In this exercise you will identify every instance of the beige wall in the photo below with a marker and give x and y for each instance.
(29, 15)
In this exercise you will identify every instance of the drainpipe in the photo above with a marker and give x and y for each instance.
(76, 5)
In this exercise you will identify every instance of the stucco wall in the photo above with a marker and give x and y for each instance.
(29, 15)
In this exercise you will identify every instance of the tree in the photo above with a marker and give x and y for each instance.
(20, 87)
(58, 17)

* * *

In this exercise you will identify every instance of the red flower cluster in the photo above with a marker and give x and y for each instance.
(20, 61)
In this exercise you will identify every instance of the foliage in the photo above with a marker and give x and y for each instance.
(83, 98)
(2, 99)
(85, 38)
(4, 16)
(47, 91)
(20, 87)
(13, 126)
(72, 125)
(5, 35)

Exercise instructions =>
Count the lines above that contain the string "wall", treating uppercase and lowercase as different, and reply with the number alone.

Reply to the task =>
2